TEXT EXCERPT:
Spiritual Entropy: Part One

September 5, 2016

Dr. William F. Harrell

*This post was taken from Dr. Harrell’s website and is used by permission.

Note: I am well aware that others have recognized the problem addressed by this essay and have written about it. But, this article is drawn from personal observations over the past three years and beyond as I have preached in many of the kind of churches which are the subject of this piece. It is my hope that, coming from personal experience and observation, it will add a sense of urgency as we deal with the effects discussed.

Without trying to sound intellectual, I enjoy reading about quantum theory or quantum physics. It is very instructive and highly interesting. There is a spiritual side to all of this information which helps one better understand the omniscience and omnipresence of God as well as the other attributes we know about Him. One of the things one discovers when reading this kind of material is how intricately God has formed the universe even down to the super small components of atoms. The deeper we delve into this world the more we find that Someone had to design it. We know that Someone is God. There is no way that all we discover in the super small world of quantum physics could have just happened. It had to be intricately designed.

DIRECTIVES:
[A] Translate this sentence from the spiritual entropy essay into Spanish: "It is very instructive and highly interesting."
[B] Rewrite the stretch of the spiritual entropy essay from "Without trying to" through "be intricately designed.", putting "learned" in place of "intellectual".

INFORMATION SUPPLIED:
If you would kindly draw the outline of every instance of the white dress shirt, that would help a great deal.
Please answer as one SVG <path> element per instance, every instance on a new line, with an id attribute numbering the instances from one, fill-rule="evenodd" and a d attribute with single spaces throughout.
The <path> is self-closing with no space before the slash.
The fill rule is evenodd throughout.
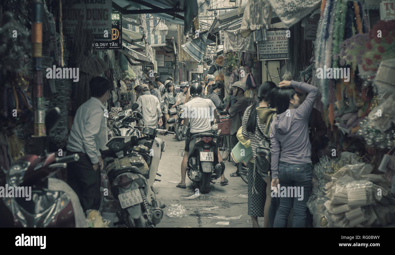
<path id="1" fill-rule="evenodd" d="M 87 154 L 92 164 L 99 162 L 99 148 L 107 142 L 105 108 L 99 99 L 91 97 L 78 108 L 70 130 L 67 150 Z"/>

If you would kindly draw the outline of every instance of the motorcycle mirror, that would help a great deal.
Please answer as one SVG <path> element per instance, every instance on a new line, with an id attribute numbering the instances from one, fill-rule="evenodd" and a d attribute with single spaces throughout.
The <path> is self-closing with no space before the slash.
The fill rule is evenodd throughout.
<path id="1" fill-rule="evenodd" d="M 169 124 L 172 124 L 175 123 L 175 119 L 174 118 L 169 118 L 167 120 L 167 123 Z"/>
<path id="2" fill-rule="evenodd" d="M 139 108 L 139 104 L 137 103 L 135 103 L 132 106 L 132 110 L 134 111 L 136 109 Z"/>
<path id="3" fill-rule="evenodd" d="M 61 117 L 60 109 L 58 107 L 55 107 L 47 113 L 45 115 L 45 128 L 47 134 L 56 127 Z"/>

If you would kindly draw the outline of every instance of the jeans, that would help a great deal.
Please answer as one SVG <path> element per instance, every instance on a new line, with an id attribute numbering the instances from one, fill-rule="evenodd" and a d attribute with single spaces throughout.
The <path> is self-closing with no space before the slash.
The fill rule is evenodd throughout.
<path id="1" fill-rule="evenodd" d="M 280 197 L 280 207 L 276 213 L 274 227 L 286 227 L 288 215 L 293 206 L 293 227 L 306 227 L 306 203 L 310 196 L 311 180 L 313 177 L 313 168 L 311 163 L 296 164 L 280 161 L 278 164 L 278 180 L 280 185 L 279 194 L 282 194 L 281 187 L 287 187 L 287 191 L 294 190 L 290 187 L 296 187 L 299 191 L 298 195 L 290 195 L 286 193 L 284 197 Z M 290 187 L 288 188 L 288 187 Z M 293 193 L 294 193 L 293 192 Z M 303 199 L 299 196 L 303 195 Z"/>

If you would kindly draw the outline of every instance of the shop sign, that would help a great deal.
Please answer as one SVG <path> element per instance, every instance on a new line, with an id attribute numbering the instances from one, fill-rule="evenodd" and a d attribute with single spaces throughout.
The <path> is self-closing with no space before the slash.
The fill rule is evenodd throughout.
<path id="1" fill-rule="evenodd" d="M 395 0 L 382 0 L 380 4 L 380 19 L 395 19 Z"/>
<path id="2" fill-rule="evenodd" d="M 165 66 L 164 55 L 163 54 L 155 54 L 155 60 L 158 62 L 158 66 Z"/>
<path id="3" fill-rule="evenodd" d="M 289 44 L 286 30 L 267 31 L 267 40 L 258 42 L 259 60 L 288 59 L 290 58 Z"/>
<path id="4" fill-rule="evenodd" d="M 197 61 L 191 61 L 186 64 L 186 70 L 188 72 L 196 72 L 198 69 L 198 63 Z"/>
<path id="5" fill-rule="evenodd" d="M 322 0 L 269 0 L 281 21 L 291 27 L 320 7 Z"/>
<path id="6" fill-rule="evenodd" d="M 64 34 L 73 34 L 78 19 L 83 15 L 83 27 L 91 30 L 95 39 L 111 41 L 112 0 L 63 0 L 62 5 Z M 105 30 L 108 31 L 108 38 L 104 37 Z"/>
<path id="7" fill-rule="evenodd" d="M 97 49 L 122 49 L 122 16 L 118 11 L 113 11 L 111 14 L 113 20 L 113 28 L 109 36 L 111 36 L 111 42 L 103 40 L 95 40 L 94 44 Z"/>
<path id="8" fill-rule="evenodd" d="M 165 61 L 174 61 L 174 54 L 172 53 L 168 53 L 165 55 Z"/>
<path id="9" fill-rule="evenodd" d="M 305 25 L 305 40 L 315 41 L 318 27 L 318 19 L 306 19 Z"/>

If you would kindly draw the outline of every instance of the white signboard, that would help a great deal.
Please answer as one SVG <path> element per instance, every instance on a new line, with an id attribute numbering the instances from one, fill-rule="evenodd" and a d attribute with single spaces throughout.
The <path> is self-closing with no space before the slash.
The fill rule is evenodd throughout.
<path id="1" fill-rule="evenodd" d="M 320 7 L 322 0 L 269 0 L 275 12 L 291 27 Z"/>
<path id="2" fill-rule="evenodd" d="M 305 40 L 315 41 L 318 27 L 318 19 L 306 19 L 305 26 Z"/>
<path id="3" fill-rule="evenodd" d="M 155 60 L 158 62 L 158 66 L 165 66 L 164 56 L 163 54 L 155 54 Z"/>
<path id="4" fill-rule="evenodd" d="M 395 19 L 395 0 L 382 0 L 380 4 L 380 19 Z"/>
<path id="5" fill-rule="evenodd" d="M 94 3 L 85 4 L 85 2 Z M 62 1 L 62 16 L 63 33 L 73 34 L 80 15 L 83 15 L 82 26 L 92 31 L 95 39 L 111 41 L 113 28 L 111 14 L 113 9 L 112 0 L 87 1 L 79 0 L 63 0 Z M 108 37 L 104 37 L 104 31 L 108 31 Z"/>
<path id="6" fill-rule="evenodd" d="M 259 60 L 288 59 L 289 45 L 286 30 L 267 31 L 267 40 L 258 42 Z"/>
<path id="7" fill-rule="evenodd" d="M 172 53 L 168 53 L 165 55 L 165 61 L 174 61 L 174 54 Z"/>

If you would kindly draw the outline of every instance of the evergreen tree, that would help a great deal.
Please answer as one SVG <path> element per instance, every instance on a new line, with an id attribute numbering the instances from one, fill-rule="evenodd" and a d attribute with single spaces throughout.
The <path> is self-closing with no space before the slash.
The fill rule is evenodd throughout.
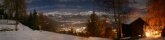
<path id="1" fill-rule="evenodd" d="M 97 36 L 99 34 L 99 18 L 98 16 L 93 12 L 90 15 L 90 19 L 88 20 L 87 23 L 87 31 L 90 36 Z"/>

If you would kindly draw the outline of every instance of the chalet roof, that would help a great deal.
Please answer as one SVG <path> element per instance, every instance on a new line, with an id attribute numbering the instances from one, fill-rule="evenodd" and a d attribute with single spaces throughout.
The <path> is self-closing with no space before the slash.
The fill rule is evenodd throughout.
<path id="1" fill-rule="evenodd" d="M 135 21 L 143 21 L 143 22 L 145 22 L 142 18 L 139 17 L 139 18 L 134 18 L 134 19 L 127 19 L 126 21 L 124 21 L 123 24 L 132 24 Z"/>

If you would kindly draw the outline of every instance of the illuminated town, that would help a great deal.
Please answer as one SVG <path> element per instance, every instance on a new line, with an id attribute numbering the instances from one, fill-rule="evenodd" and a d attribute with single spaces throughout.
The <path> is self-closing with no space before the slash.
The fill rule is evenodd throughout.
<path id="1" fill-rule="evenodd" d="M 0 40 L 164 40 L 164 0 L 0 0 Z"/>

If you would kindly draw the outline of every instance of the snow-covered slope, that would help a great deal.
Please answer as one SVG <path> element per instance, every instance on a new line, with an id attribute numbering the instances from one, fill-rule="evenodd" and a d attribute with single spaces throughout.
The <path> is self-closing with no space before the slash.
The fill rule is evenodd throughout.
<path id="1" fill-rule="evenodd" d="M 0 27 L 14 27 L 15 25 L 0 24 Z M 78 37 L 47 31 L 33 31 L 27 26 L 18 24 L 18 31 L 0 31 L 0 40 L 110 40 L 97 37 Z"/>

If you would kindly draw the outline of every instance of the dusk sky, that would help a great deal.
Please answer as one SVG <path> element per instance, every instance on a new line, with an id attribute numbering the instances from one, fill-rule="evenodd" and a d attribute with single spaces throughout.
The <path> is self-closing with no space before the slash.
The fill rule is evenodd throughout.
<path id="1" fill-rule="evenodd" d="M 99 9 L 92 0 L 28 0 L 28 10 L 55 11 L 59 9 L 69 10 L 93 10 Z"/>
<path id="2" fill-rule="evenodd" d="M 32 11 L 34 9 L 40 12 L 54 12 L 54 11 L 92 11 L 93 9 L 103 9 L 94 3 L 94 0 L 26 0 L 27 10 Z M 0 0 L 2 3 L 2 0 Z M 137 10 L 144 13 L 146 8 L 145 0 L 129 0 L 128 5 L 125 5 L 125 11 Z"/>

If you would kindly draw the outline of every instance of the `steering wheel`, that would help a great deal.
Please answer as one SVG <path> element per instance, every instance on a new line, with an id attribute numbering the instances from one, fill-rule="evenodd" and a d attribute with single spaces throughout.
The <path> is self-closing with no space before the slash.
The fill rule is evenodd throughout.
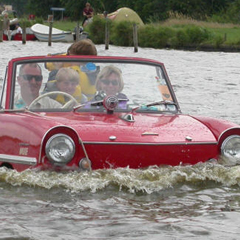
<path id="1" fill-rule="evenodd" d="M 79 104 L 79 102 L 70 94 L 66 93 L 66 92 L 61 92 L 61 91 L 53 91 L 53 92 L 47 92 L 44 93 L 40 96 L 38 96 L 36 99 L 34 99 L 31 104 L 29 105 L 28 109 L 31 110 L 33 108 L 33 106 L 42 98 L 45 97 L 50 97 L 50 96 L 56 96 L 57 94 L 63 95 L 67 98 L 69 98 L 69 100 L 62 106 L 62 108 L 69 108 L 71 105 L 73 104 Z"/>

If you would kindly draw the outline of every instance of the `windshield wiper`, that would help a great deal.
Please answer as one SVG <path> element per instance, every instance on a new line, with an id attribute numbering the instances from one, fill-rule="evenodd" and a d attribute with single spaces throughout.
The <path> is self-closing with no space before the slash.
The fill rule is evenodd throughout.
<path id="1" fill-rule="evenodd" d="M 168 101 L 168 100 L 162 100 L 162 101 L 158 101 L 158 102 L 152 102 L 152 103 L 149 103 L 149 104 L 146 104 L 146 105 L 137 106 L 137 107 L 132 109 L 132 112 L 138 110 L 139 108 L 142 108 L 143 110 L 147 110 L 147 108 L 149 108 L 149 107 L 154 107 L 154 106 L 159 106 L 159 105 L 164 105 L 165 106 L 165 109 L 162 110 L 162 111 L 173 111 L 171 109 L 167 109 L 168 105 L 175 106 L 174 111 L 176 111 L 177 108 L 178 108 L 178 106 L 177 106 L 177 104 L 175 102 Z M 149 109 L 149 110 L 151 110 L 151 109 Z"/>

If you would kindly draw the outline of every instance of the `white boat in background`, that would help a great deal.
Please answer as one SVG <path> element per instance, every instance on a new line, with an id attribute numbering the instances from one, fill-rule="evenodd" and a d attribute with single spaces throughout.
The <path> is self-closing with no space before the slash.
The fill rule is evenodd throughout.
<path id="1" fill-rule="evenodd" d="M 37 23 L 31 27 L 31 30 L 39 41 L 48 42 L 49 26 Z M 52 42 L 73 42 L 73 40 L 73 34 L 71 31 L 52 28 Z"/>

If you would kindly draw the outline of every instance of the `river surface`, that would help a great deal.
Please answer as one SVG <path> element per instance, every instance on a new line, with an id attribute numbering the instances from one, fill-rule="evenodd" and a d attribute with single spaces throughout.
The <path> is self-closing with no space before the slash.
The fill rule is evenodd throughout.
<path id="1" fill-rule="evenodd" d="M 15 57 L 66 43 L 0 43 Z M 240 54 L 97 45 L 99 55 L 165 64 L 183 113 L 240 124 Z M 149 93 L 151 94 L 151 93 Z M 0 169 L 0 239 L 239 239 L 240 166 L 218 164 L 56 173 Z"/>

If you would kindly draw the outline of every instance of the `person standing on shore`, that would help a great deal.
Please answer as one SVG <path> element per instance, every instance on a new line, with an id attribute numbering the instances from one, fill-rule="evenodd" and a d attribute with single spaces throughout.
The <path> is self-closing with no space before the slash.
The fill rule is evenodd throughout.
<path id="1" fill-rule="evenodd" d="M 5 13 L 3 18 L 3 31 L 8 32 L 9 30 L 10 30 L 10 20 L 8 18 L 8 14 Z"/>
<path id="2" fill-rule="evenodd" d="M 93 9 L 89 2 L 86 3 L 85 8 L 83 9 L 83 23 L 82 26 L 85 27 L 93 18 Z"/>

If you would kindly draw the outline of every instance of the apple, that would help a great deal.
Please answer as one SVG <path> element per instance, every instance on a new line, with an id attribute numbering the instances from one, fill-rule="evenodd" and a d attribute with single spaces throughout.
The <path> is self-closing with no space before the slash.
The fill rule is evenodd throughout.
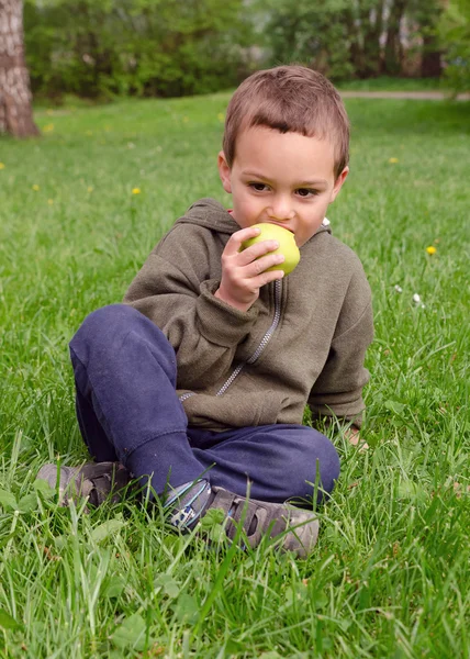
<path id="1" fill-rule="evenodd" d="M 258 227 L 261 233 L 258 236 L 248 238 L 248 241 L 242 243 L 242 252 L 247 247 L 255 245 L 256 243 L 261 243 L 262 241 L 278 241 L 280 247 L 278 249 L 273 249 L 269 254 L 282 254 L 284 256 L 284 260 L 282 264 L 277 264 L 271 268 L 266 268 L 265 272 L 269 272 L 270 270 L 283 270 L 286 275 L 292 272 L 300 261 L 300 252 L 295 244 L 295 237 L 293 233 L 283 226 L 279 226 L 279 224 L 270 224 L 269 222 L 254 224 L 253 226 Z"/>

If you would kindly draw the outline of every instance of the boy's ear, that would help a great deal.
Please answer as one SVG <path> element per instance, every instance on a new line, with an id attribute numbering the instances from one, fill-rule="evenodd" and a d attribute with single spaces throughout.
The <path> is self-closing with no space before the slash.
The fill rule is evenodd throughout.
<path id="1" fill-rule="evenodd" d="M 232 192 L 232 183 L 231 183 L 231 168 L 228 167 L 228 163 L 225 158 L 224 152 L 220 152 L 217 156 L 217 167 L 219 167 L 219 176 L 221 177 L 222 187 L 225 192 Z"/>
<path id="2" fill-rule="evenodd" d="M 346 166 L 343 171 L 340 172 L 340 175 L 338 176 L 338 178 L 335 181 L 335 185 L 333 186 L 333 190 L 332 190 L 332 197 L 329 199 L 329 203 L 332 203 L 333 201 L 335 201 L 339 190 L 343 187 L 343 183 L 346 180 L 347 175 L 349 174 L 349 167 Z"/>

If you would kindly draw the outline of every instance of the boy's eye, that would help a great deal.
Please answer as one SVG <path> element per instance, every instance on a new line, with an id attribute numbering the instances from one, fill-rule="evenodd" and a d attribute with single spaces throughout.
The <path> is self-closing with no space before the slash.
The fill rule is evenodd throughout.
<path id="1" fill-rule="evenodd" d="M 299 188 L 296 193 L 299 197 L 315 197 L 315 194 L 318 194 L 316 190 L 312 190 L 311 188 Z"/>
<path id="2" fill-rule="evenodd" d="M 257 192 L 264 192 L 267 189 L 267 186 L 265 186 L 265 183 L 248 183 L 248 186 Z"/>

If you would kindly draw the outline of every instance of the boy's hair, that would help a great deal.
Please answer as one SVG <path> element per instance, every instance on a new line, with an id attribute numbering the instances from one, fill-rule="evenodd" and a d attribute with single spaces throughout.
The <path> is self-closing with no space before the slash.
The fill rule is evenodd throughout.
<path id="1" fill-rule="evenodd" d="M 328 137 L 335 146 L 335 179 L 349 161 L 349 120 L 342 98 L 322 74 L 304 66 L 278 66 L 242 82 L 225 120 L 223 149 L 228 167 L 235 160 L 237 136 L 253 126 Z"/>

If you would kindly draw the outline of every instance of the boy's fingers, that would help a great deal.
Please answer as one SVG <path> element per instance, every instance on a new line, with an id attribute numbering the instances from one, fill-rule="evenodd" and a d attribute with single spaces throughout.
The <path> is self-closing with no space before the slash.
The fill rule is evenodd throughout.
<path id="1" fill-rule="evenodd" d="M 240 266 L 247 266 L 257 259 L 261 259 L 264 256 L 269 256 L 271 252 L 275 252 L 275 249 L 278 248 L 278 241 L 261 241 L 260 243 L 255 243 L 255 245 L 250 245 L 239 253 L 238 263 Z"/>
<path id="2" fill-rule="evenodd" d="M 255 228 L 253 226 L 247 226 L 246 228 L 242 228 L 240 231 L 236 231 L 228 238 L 227 244 L 225 245 L 225 254 L 227 256 L 233 256 L 237 254 L 242 247 L 242 243 L 248 241 L 249 238 L 254 238 L 255 236 L 259 236 L 259 228 Z"/>

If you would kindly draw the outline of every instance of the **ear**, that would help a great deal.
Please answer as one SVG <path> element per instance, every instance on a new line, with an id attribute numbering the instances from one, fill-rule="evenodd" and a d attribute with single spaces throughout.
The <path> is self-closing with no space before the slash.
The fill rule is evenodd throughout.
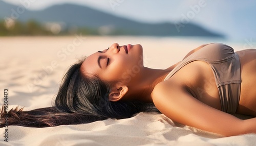
<path id="1" fill-rule="evenodd" d="M 117 102 L 121 100 L 128 91 L 127 86 L 121 87 L 118 89 L 113 89 L 109 94 L 109 99 L 112 102 Z"/>

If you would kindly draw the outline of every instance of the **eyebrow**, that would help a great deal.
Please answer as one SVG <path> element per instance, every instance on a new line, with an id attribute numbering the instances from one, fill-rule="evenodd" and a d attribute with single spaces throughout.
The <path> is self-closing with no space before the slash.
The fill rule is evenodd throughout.
<path id="1" fill-rule="evenodd" d="M 101 68 L 101 65 L 100 65 L 100 60 L 101 59 L 102 59 L 102 57 L 101 56 L 100 56 L 99 58 L 98 58 L 98 65 L 99 65 L 100 68 Z"/>

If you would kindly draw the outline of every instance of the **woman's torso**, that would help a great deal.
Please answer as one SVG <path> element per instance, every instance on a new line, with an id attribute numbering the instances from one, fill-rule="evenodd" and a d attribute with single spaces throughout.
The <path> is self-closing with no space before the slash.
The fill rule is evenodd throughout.
<path id="1" fill-rule="evenodd" d="M 236 111 L 237 113 L 242 114 L 248 112 L 249 111 L 248 108 L 244 107 L 249 106 L 250 110 L 252 110 L 252 114 L 254 114 L 255 113 L 253 111 L 256 111 L 256 108 L 254 108 L 253 104 L 250 103 L 251 102 L 256 102 L 256 92 L 254 91 L 256 90 L 254 89 L 256 87 L 254 83 L 256 82 L 256 50 L 243 50 L 237 52 L 237 54 L 239 56 L 242 82 L 241 88 L 241 88 L 240 92 L 239 92 L 240 100 L 239 99 L 239 103 L 238 103 L 238 107 Z M 210 55 L 209 57 L 211 57 L 211 54 L 207 55 Z M 212 66 L 205 61 L 193 61 L 179 69 L 165 82 L 172 83 L 172 81 L 178 81 L 180 83 L 182 83 L 194 97 L 212 107 L 221 110 L 221 97 L 220 96 L 219 89 L 216 81 L 216 74 L 218 73 L 214 73 L 213 71 L 215 71 L 212 69 Z M 227 77 L 231 76 L 229 75 L 230 72 L 221 72 L 227 74 L 224 76 L 227 76 Z M 252 81 L 253 80 L 255 81 Z M 235 83 L 238 84 L 237 83 Z"/>

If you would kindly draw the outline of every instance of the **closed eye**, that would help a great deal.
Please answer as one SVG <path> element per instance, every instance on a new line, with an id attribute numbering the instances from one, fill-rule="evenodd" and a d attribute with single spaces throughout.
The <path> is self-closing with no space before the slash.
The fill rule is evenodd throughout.
<path id="1" fill-rule="evenodd" d="M 108 50 L 109 50 L 109 48 L 110 48 L 110 47 L 109 47 L 107 49 L 105 49 L 104 50 L 103 50 L 102 51 L 98 51 L 98 52 L 99 52 L 99 53 L 105 53 L 105 52 L 107 52 Z"/>

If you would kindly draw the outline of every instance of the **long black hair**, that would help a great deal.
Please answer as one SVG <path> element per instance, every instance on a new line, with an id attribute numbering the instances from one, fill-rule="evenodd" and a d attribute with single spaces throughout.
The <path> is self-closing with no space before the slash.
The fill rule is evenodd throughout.
<path id="1" fill-rule="evenodd" d="M 108 118 L 121 119 L 155 108 L 152 103 L 139 101 L 110 101 L 111 84 L 81 73 L 84 59 L 73 65 L 65 75 L 53 106 L 28 111 L 16 107 L 8 112 L 5 112 L 3 106 L 0 127 L 46 127 L 88 123 Z"/>

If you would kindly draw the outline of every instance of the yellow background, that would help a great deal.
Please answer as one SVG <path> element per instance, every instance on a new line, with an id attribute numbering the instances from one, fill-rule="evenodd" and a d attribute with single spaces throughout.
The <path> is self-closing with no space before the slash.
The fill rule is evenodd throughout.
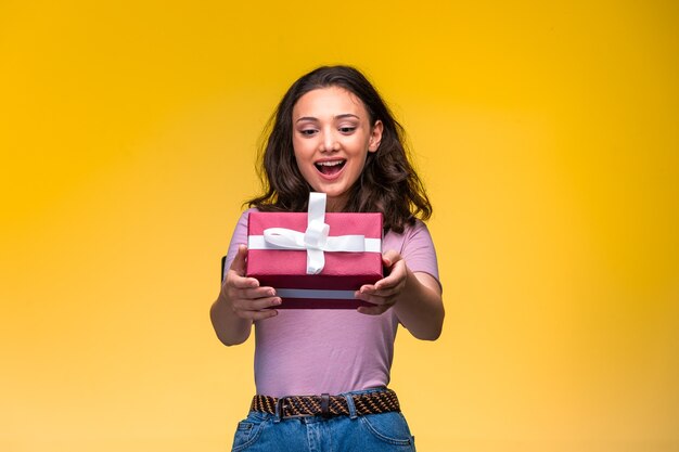
<path id="1" fill-rule="evenodd" d="M 0 450 L 225 451 L 252 340 L 208 308 L 289 85 L 363 69 L 410 133 L 447 317 L 420 451 L 679 450 L 671 1 L 0 1 Z"/>

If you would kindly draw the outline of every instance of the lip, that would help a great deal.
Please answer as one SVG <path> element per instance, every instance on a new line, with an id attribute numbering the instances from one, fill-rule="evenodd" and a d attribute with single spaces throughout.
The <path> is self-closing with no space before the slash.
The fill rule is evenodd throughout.
<path id="1" fill-rule="evenodd" d="M 344 162 L 344 165 L 342 166 L 342 168 L 340 168 L 340 171 L 335 172 L 334 175 L 325 175 L 321 172 L 316 166 L 317 164 L 321 164 L 324 162 Z M 313 168 L 316 168 L 317 175 L 319 175 L 321 179 L 326 180 L 326 181 L 334 181 L 335 179 L 340 178 L 342 173 L 344 172 L 344 168 L 346 168 L 346 166 L 347 166 L 346 158 L 321 158 L 319 160 L 313 162 Z"/>

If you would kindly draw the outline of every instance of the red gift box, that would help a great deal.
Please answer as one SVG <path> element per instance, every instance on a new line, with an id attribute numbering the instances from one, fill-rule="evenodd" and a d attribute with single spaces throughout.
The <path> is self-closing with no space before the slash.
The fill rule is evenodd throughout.
<path id="1" fill-rule="evenodd" d="M 265 231 L 271 236 L 281 229 L 298 237 L 311 229 L 308 214 L 251 212 L 247 221 L 248 251 L 247 276 L 259 281 L 260 286 L 276 288 L 283 302 L 277 309 L 356 309 L 373 306 L 356 299 L 354 293 L 363 284 L 374 284 L 383 279 L 382 268 L 382 214 L 325 214 L 330 227 L 328 241 L 342 241 L 343 236 L 359 235 L 366 238 L 364 251 L 322 250 L 324 264 L 318 274 L 309 274 L 308 254 L 305 249 L 284 249 L 265 243 Z M 311 237 L 312 240 L 313 237 Z M 362 245 L 361 245 L 362 246 Z M 316 249 L 324 246 L 316 246 Z M 332 248 L 332 244 L 328 246 Z M 342 248 L 342 245 L 338 245 Z M 266 248 L 266 249 L 257 249 Z"/>

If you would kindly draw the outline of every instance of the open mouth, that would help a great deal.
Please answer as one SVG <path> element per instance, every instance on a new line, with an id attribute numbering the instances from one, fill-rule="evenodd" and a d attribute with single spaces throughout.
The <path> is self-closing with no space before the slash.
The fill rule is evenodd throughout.
<path id="1" fill-rule="evenodd" d="M 313 165 L 316 166 L 316 169 L 319 170 L 319 172 L 325 176 L 334 176 L 337 172 L 342 171 L 342 168 L 344 168 L 344 164 L 346 164 L 346 162 L 347 160 L 344 160 L 344 159 L 328 160 L 328 162 L 317 162 Z"/>

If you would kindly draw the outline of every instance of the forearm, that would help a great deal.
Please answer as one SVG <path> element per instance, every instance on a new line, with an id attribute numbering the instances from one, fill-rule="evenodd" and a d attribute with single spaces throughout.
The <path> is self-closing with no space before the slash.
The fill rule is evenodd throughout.
<path id="1" fill-rule="evenodd" d="M 400 323 L 418 339 L 436 340 L 444 326 L 444 302 L 438 282 L 407 269 L 406 286 L 394 305 Z"/>
<path id="2" fill-rule="evenodd" d="M 243 344 L 249 337 L 253 321 L 242 319 L 233 312 L 230 300 L 219 294 L 209 310 L 209 317 L 217 337 L 227 346 Z"/>

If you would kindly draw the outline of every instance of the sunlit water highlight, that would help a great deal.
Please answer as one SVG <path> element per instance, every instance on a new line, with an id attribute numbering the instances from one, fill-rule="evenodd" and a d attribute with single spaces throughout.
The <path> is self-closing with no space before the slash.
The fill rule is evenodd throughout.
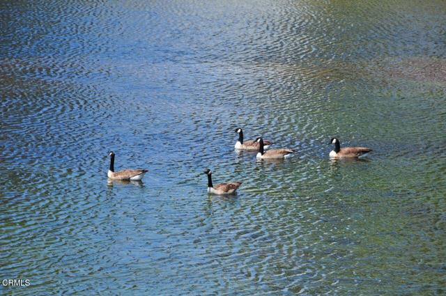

TASK-BY-TASK ANSWERS:
[A] Es muy instructivo y sumamente interesante.

[B]
Without trying to sound learned, I enjoy reading about quantum theory or quantum physics. It is very instructive and highly interesting. There is a spiritual side to all of this information which helps one better understand the omniscience and omnipresence of God as well as the other attributes we know about Him. One of the things one discovers when reading this kind of material is how intricately God has formed the universe even down to the super small components of atoms. The deeper we delve into this world the more we find that Someone had to design it. We know that Someone is God. There is no way that all we discover in the super small world of quantum physics could have just happened. It had to be intricately designed.